··· Reading passage
American cinematographer, film laboratory executive and producer (1875–1958)

Ludwig G. B. Erb (November 3, 1875 – July 31, 1958) was an American cinematographer, film laboratory executive and producer active during the silent film era. After working as a pharmacist in New York, he entered the independent motion-picture industry and was associated with the Centaur and Powers companies. He organized the Crystal Film Company in 1911 and served as its president before selling his interest to his production partner, Joseph A. Golden, in 1914.

Erb subsequently headed two cooperative production organizations, United Motion Picture Producers and Combined Photoplay Producers. In 1915 he opened a purpose-built motion-picture laboratory for the Erbograph Company, which he had established in 1909. Erbograph was absorbed into Consolidated Film Industries in 1924, with Erb remaining a director and technical adviser. He then supervised feature production in Hollywood for Associated Arts Corporation, including On the Stroke of Three and Drusilla with a Million, released by Film Booking Offices of America.

==Early life and pharmacy career==

Erb was born at 57 Suffolk Street in the Lower East Side, Manhattan part of New York City on November 3, 1875, to Ludwig J. Erb and Gretchen Wagner, both natives of Bavaria. His birth certificate recorded father and son as Louis Erb; in an affidavit attached to Erb's 1924 passport application, his father stated that their correct names were Ludwig J. Erb and Ludwig G. B. Erb.

Erb attended the New York College of Pharmacy as a member of the class of 1894. By the late 1890s, he was working as a pharmacist in Manhattan. On November 30, 1898, he married Emma Zimmermann, and the following month purchased the H. Reinholdt pharmacy at Madison Avenue and East 130th Street.

Erb later registered trademarks for several proprietary products, including an insect exterminator, “Clover Powders” for headache and neuralgia, and toilet preparations.

==Motion-picture career==

===Centaur, Powers and Erbograph===

By 1909 Erb had entered the motion-picture business as treasurer of the Centaur Film Company, where Joseph A. Golden was working as a director. Later accounts credited Erb with helping David Horsley organize Centaur and stated that he briefly held a half interest in Horsley's film business. Erb’s association with Golden continued in November 1909, when Erb, Golden and Emma Erb incorporated the Erbograph Company in New York with capital of $5,000. The company was organized to produce and distribute motion pictures, contract with performers and lease theaters.
······
··· Dataset
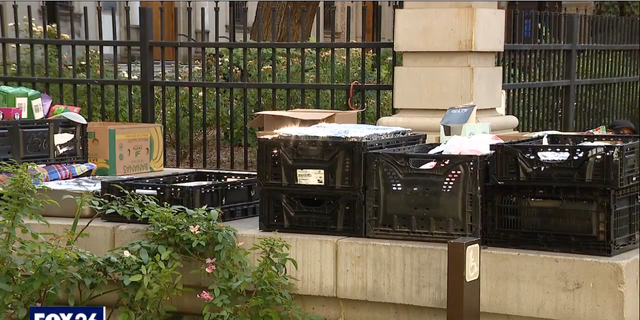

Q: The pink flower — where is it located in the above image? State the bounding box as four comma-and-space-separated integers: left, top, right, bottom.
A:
197, 291, 213, 301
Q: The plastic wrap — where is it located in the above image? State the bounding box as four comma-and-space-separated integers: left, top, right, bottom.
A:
275, 123, 411, 141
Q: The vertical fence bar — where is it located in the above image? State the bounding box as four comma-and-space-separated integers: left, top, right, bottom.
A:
187, 1, 194, 168
82, 6, 93, 121
200, 7, 209, 168
140, 7, 156, 123
562, 13, 580, 131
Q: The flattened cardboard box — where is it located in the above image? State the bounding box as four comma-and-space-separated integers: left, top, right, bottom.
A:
87, 122, 164, 176
247, 109, 360, 137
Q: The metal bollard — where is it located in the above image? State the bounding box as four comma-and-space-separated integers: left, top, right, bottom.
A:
447, 238, 480, 320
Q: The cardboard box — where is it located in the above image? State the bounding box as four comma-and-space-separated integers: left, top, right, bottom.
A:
440, 104, 491, 143
0, 86, 44, 120
0, 107, 22, 121
247, 109, 360, 137
87, 122, 164, 176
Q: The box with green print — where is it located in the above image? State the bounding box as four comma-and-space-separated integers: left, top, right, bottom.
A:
87, 122, 164, 176
0, 86, 45, 120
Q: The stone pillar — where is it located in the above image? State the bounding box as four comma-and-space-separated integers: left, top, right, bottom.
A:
378, 1, 518, 142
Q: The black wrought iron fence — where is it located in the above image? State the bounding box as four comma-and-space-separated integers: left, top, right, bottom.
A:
0, 2, 640, 169
0, 1, 398, 169
497, 10, 640, 131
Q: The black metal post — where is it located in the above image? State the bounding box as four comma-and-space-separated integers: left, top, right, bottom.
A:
447, 238, 480, 320
562, 13, 580, 131
140, 7, 156, 123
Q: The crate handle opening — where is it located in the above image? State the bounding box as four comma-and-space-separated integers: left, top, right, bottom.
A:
409, 158, 448, 170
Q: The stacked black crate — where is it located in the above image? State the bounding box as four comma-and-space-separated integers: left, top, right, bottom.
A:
366, 144, 486, 242
258, 125, 425, 237
101, 170, 260, 223
482, 135, 640, 256
0, 119, 88, 165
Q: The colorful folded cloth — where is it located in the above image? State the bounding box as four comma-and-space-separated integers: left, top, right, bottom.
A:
0, 163, 96, 184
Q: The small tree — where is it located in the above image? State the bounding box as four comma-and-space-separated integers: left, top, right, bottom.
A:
251, 1, 320, 42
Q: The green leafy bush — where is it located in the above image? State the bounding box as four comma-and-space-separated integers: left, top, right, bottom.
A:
1, 20, 393, 165
0, 163, 318, 320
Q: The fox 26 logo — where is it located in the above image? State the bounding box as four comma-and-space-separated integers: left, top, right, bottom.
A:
29, 307, 107, 320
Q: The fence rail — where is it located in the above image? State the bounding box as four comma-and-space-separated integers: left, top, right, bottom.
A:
497, 10, 640, 131
0, 1, 400, 169
0, 1, 640, 169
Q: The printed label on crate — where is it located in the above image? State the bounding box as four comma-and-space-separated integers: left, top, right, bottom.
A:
16, 97, 29, 118
465, 244, 480, 282
31, 98, 44, 119
296, 169, 324, 185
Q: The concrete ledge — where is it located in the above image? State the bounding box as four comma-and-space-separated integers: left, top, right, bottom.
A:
22, 218, 640, 320
338, 239, 639, 320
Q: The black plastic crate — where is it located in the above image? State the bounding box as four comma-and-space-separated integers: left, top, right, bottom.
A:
366, 144, 486, 241
258, 134, 426, 192
490, 135, 640, 188
0, 119, 88, 165
259, 188, 364, 237
482, 185, 640, 256
102, 200, 260, 224
102, 170, 260, 208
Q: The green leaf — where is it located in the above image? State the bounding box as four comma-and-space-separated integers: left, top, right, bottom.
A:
140, 248, 149, 263
0, 283, 13, 292
129, 274, 142, 282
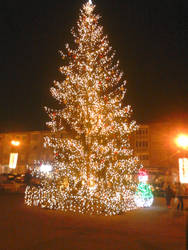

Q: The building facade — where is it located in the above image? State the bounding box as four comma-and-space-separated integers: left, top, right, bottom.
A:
0, 122, 188, 178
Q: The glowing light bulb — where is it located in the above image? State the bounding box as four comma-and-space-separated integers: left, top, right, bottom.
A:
40, 164, 52, 173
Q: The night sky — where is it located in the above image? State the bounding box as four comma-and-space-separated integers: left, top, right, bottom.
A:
0, 0, 188, 132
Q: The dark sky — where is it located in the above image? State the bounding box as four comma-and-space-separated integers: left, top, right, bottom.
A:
0, 0, 188, 131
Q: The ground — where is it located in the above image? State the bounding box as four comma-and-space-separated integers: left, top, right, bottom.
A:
0, 193, 188, 250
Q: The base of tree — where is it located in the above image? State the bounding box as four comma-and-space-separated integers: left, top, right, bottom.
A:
25, 186, 137, 216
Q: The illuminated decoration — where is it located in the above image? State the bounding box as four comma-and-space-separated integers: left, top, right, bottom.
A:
25, 1, 140, 215
135, 169, 153, 207
9, 153, 18, 169
40, 164, 52, 173
11, 140, 20, 147
179, 158, 188, 183
176, 134, 188, 149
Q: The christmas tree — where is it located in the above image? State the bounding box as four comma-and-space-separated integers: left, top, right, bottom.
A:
25, 0, 139, 215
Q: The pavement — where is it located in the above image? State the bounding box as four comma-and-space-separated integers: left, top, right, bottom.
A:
0, 193, 188, 250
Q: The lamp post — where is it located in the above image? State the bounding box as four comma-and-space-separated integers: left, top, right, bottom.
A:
9, 140, 20, 169
175, 134, 188, 183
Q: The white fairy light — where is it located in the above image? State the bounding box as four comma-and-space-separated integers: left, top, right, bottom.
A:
25, 0, 139, 215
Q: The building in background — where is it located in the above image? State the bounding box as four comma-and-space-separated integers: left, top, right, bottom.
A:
0, 131, 52, 174
0, 122, 188, 181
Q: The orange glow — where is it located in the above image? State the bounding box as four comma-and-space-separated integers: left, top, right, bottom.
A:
176, 134, 188, 148
179, 158, 188, 183
9, 153, 18, 169
11, 140, 20, 147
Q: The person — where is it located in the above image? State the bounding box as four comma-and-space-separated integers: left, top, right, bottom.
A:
176, 182, 184, 210
24, 170, 32, 186
165, 184, 174, 208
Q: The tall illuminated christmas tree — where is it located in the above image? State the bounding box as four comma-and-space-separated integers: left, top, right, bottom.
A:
25, 0, 139, 215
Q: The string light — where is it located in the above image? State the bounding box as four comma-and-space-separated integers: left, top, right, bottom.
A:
25, 0, 140, 215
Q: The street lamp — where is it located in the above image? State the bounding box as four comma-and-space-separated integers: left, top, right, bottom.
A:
11, 140, 20, 147
9, 140, 20, 169
175, 134, 188, 183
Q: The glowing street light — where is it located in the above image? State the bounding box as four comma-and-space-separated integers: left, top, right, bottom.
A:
40, 164, 52, 174
11, 140, 20, 147
176, 134, 188, 149
175, 134, 188, 183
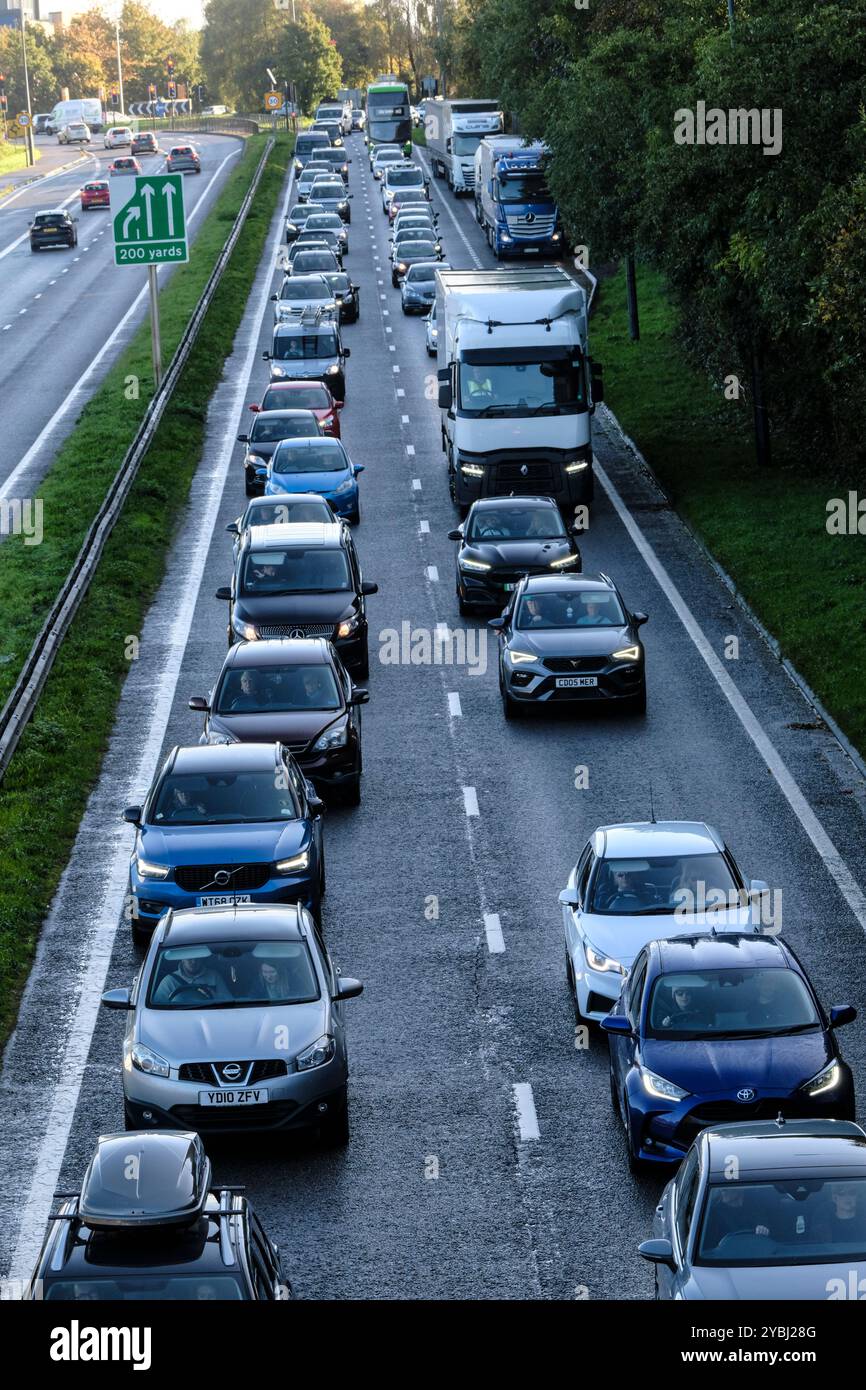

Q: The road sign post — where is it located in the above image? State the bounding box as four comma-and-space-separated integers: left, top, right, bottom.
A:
113, 174, 189, 265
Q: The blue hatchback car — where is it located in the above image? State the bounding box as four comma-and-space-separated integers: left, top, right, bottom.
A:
602, 933, 856, 1170
264, 436, 364, 525
124, 744, 325, 937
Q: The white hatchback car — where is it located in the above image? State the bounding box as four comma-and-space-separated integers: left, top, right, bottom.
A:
559, 820, 771, 1023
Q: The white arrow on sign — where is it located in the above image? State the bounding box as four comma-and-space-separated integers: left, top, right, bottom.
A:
140, 183, 153, 238
121, 207, 142, 242
163, 183, 174, 236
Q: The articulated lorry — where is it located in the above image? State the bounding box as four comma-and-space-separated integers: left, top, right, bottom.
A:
436, 265, 602, 513
475, 135, 563, 260
424, 97, 502, 196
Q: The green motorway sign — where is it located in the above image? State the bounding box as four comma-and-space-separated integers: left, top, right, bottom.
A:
111, 174, 189, 265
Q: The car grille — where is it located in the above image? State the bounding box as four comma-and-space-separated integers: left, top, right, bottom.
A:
259, 623, 334, 639
178, 1058, 289, 1087
544, 656, 607, 676
174, 863, 271, 892
171, 1101, 297, 1133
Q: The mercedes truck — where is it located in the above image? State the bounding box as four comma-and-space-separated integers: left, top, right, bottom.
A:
424, 97, 502, 196
436, 265, 602, 514
474, 135, 563, 260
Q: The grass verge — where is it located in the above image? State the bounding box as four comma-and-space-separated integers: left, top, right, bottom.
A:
592, 268, 866, 755
0, 130, 292, 1038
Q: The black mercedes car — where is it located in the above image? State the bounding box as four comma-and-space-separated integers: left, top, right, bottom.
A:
448, 496, 581, 617
217, 523, 378, 680
488, 574, 646, 719
24, 1130, 293, 1301
189, 637, 370, 806
238, 410, 321, 498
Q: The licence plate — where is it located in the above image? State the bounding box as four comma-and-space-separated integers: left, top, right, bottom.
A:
199, 1086, 268, 1109
196, 892, 253, 908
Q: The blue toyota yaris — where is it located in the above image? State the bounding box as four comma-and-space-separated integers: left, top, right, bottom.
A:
264, 438, 364, 525
124, 744, 325, 937
602, 933, 856, 1170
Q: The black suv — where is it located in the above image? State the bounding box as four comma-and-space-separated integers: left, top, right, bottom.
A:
24, 1130, 293, 1302
217, 521, 379, 680
31, 207, 78, 252
261, 318, 350, 400
189, 637, 370, 806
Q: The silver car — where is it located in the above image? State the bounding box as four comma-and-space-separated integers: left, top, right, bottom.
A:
103, 904, 363, 1144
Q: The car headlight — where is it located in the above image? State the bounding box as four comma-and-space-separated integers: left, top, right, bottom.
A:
128, 1043, 170, 1076
135, 855, 168, 878
313, 719, 349, 753
295, 1033, 336, 1072
612, 646, 641, 662
641, 1066, 688, 1101
550, 555, 580, 570
803, 1062, 842, 1095
277, 849, 310, 873
584, 941, 623, 974
232, 617, 259, 642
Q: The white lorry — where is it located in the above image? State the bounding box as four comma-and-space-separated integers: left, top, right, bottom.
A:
424, 97, 502, 195
436, 265, 603, 513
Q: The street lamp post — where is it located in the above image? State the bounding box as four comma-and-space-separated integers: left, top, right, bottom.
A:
21, 9, 36, 164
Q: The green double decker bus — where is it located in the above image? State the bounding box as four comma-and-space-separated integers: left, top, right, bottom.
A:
367, 78, 411, 145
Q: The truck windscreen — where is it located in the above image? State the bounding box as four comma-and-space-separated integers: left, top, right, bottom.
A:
498, 174, 553, 203
460, 354, 587, 417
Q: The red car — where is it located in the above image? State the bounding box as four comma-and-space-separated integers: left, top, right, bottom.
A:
108, 154, 142, 174
81, 178, 111, 213
250, 381, 343, 439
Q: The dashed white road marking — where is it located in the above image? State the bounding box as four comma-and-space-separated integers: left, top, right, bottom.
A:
484, 912, 505, 956
513, 1081, 541, 1144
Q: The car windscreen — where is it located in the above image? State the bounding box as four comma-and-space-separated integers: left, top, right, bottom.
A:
239, 493, 334, 531
514, 589, 626, 632
459, 352, 587, 416
467, 505, 569, 541
646, 967, 822, 1041
271, 442, 349, 473
150, 765, 297, 826
43, 1269, 246, 1295
694, 1178, 866, 1269
586, 850, 740, 917
214, 662, 343, 714
274, 334, 338, 361
240, 545, 350, 592
385, 170, 424, 188
250, 411, 318, 443
147, 939, 320, 1009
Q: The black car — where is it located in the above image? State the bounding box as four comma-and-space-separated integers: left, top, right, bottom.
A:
189, 637, 370, 806
261, 320, 350, 400
31, 207, 78, 252
24, 1130, 293, 1304
488, 574, 646, 719
238, 410, 321, 498
448, 496, 581, 617
325, 270, 361, 324
217, 523, 378, 680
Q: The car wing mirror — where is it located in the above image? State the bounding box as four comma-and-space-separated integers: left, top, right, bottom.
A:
100, 990, 132, 1009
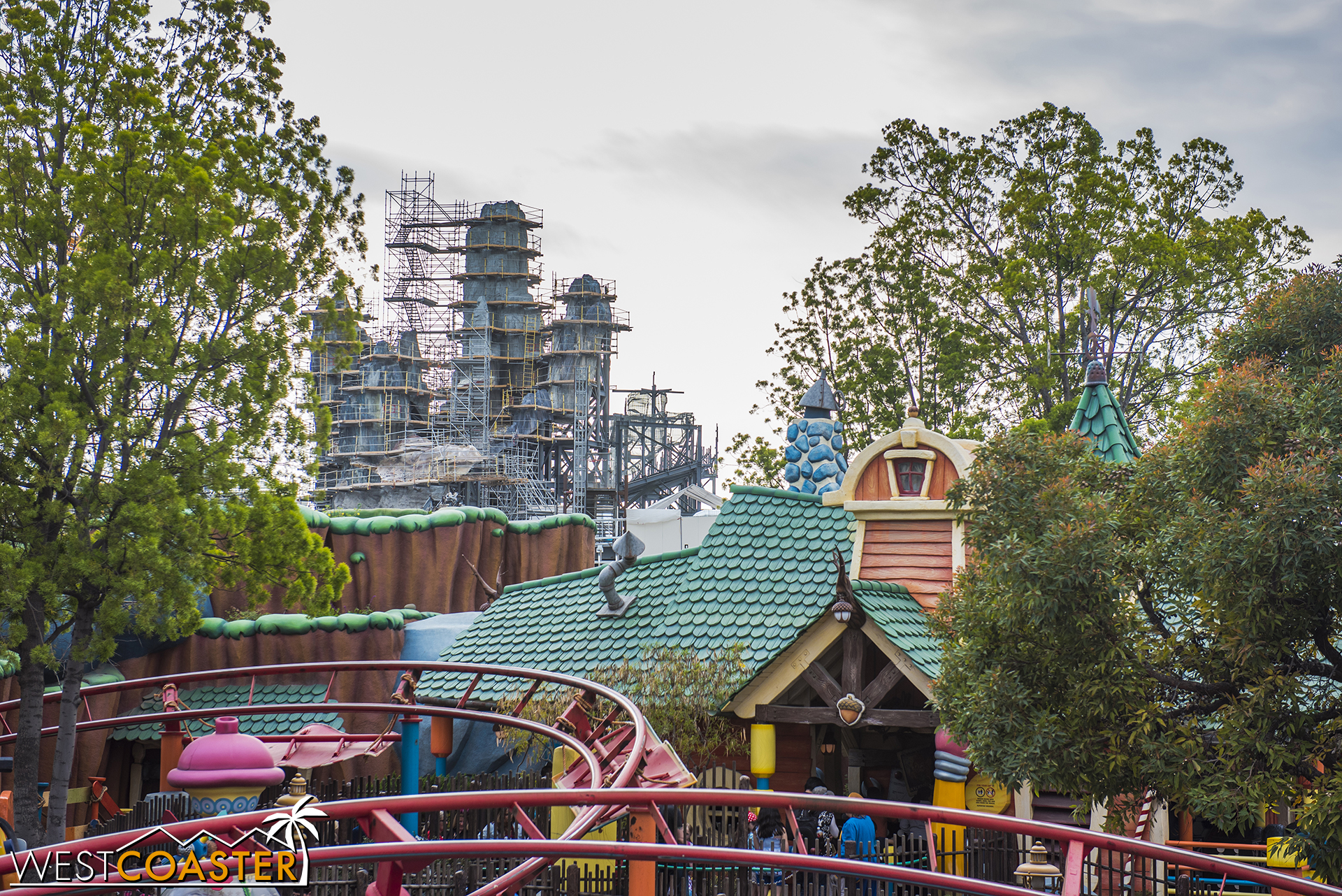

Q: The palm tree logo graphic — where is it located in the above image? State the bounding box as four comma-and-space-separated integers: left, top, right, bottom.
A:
261, 794, 327, 851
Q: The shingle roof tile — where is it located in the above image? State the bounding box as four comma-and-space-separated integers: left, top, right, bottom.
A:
416, 486, 938, 700
111, 684, 345, 740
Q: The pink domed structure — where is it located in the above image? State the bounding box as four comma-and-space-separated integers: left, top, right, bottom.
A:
168, 715, 284, 816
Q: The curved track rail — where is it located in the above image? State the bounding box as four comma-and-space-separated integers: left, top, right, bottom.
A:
0, 788, 1342, 896
0, 660, 1342, 896
0, 660, 648, 896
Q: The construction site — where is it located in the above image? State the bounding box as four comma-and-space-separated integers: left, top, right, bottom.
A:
310, 173, 716, 542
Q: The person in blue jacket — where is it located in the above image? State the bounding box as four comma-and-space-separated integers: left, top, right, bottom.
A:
839, 793, 876, 896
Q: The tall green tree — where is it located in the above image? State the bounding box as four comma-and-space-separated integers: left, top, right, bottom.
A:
0, 0, 365, 842
935, 268, 1342, 881
758, 103, 1308, 475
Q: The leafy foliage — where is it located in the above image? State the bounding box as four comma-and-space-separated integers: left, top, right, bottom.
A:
726, 432, 788, 489
758, 103, 1308, 472
935, 268, 1342, 880
0, 0, 366, 844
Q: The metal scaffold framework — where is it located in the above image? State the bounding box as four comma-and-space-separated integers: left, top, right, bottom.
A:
311, 173, 713, 542
612, 375, 718, 512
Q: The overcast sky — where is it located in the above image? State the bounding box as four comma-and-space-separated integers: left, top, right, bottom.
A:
259, 0, 1342, 472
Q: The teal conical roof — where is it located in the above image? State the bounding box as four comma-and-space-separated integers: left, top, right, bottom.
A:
1068, 361, 1142, 461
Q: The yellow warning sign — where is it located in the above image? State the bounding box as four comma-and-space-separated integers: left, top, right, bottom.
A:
965, 774, 1011, 816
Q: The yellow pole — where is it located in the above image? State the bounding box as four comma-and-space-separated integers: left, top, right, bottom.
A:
550, 747, 617, 876
750, 724, 777, 790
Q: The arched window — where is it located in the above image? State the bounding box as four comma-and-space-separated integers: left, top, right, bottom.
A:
895, 457, 928, 498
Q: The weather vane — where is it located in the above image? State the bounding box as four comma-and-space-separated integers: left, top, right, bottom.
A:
1048, 286, 1138, 368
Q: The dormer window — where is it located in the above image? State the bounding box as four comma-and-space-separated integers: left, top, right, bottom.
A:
895, 457, 928, 498
886, 448, 937, 498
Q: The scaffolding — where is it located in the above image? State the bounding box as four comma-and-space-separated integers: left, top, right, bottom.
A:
528, 274, 629, 528
311, 173, 713, 528
311, 173, 556, 510
612, 377, 718, 514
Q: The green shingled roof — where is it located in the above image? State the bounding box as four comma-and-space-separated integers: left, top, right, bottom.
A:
1069, 382, 1142, 461
852, 581, 941, 679
111, 684, 345, 740
416, 486, 938, 700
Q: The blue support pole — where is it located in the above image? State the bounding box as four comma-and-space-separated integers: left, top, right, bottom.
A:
401, 715, 419, 837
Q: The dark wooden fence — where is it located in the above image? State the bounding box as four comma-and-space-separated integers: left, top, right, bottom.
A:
78, 766, 1224, 896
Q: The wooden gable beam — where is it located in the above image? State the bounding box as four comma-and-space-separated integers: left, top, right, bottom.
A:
756, 704, 938, 728
801, 661, 844, 705
858, 663, 904, 707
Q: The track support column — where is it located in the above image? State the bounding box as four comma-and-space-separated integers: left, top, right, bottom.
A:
629, 806, 658, 896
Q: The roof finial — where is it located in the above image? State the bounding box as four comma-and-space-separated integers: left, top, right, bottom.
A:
801, 370, 839, 417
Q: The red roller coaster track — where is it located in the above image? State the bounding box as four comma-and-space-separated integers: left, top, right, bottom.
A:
0, 660, 1325, 896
······
## Task statement
Decide whether each statement agrees with the passage about Ludwig G. B. Erb, and for each give yes or no with the deciding words quoted from it: (a) Erb organized the Crystal Film Company in 1911. (b) Erb's parents were both natives of Ireland. (c) The Erbograph Company was incorporated with capital of $10,000. Work only from the passage about Ludwig G. B. Erb.

## Output
(a) Yes: "He organized the Crystal Film Company in 1911"
(b) No: "both natives of Bavaria"
(c) No: "with capital of $5,000"